Written exercise:
Reproduce the material below verbatim, starting at the line that contains "Task: For every instance of the stone tower" and ending at the final line of the material.

Data extract:

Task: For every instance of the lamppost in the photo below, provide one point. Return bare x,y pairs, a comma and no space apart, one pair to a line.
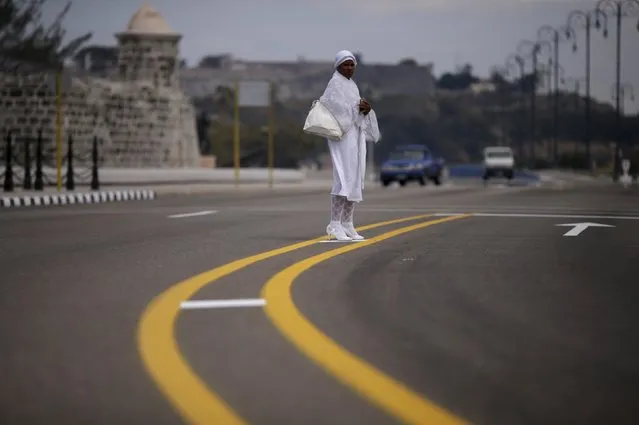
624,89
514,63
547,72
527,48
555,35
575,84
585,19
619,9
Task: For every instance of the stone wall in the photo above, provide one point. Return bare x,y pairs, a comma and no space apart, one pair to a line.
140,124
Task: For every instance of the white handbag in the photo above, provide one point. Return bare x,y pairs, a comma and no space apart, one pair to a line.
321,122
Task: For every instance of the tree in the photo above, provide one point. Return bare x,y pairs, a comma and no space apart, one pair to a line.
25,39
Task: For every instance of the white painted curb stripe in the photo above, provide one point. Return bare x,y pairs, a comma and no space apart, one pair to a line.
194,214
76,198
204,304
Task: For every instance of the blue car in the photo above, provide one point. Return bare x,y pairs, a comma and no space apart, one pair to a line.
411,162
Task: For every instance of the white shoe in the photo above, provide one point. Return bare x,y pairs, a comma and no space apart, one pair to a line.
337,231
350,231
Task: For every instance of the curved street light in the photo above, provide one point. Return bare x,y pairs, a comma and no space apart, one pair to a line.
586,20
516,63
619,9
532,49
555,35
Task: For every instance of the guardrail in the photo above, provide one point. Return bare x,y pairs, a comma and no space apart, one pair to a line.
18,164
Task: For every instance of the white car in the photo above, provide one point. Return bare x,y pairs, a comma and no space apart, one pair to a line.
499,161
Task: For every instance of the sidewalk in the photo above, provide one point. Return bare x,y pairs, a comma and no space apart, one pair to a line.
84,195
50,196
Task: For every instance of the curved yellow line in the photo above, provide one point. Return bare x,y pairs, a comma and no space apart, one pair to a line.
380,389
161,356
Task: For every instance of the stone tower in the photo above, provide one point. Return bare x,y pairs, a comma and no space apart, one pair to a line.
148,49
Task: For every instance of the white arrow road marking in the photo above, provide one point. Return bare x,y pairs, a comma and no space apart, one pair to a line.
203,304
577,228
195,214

Answer to this exercise:
Task: For every instance of the stone tower in the photo above, provide one point. Return bare x,y pairs, a comma and no space apart, one pair to a line.
148,49
Task: For every instance of the white arrow road marking in the photo above, provide one point. Return bare x,y pairs, a comma and no space apart, one pair to a line.
203,304
577,228
195,214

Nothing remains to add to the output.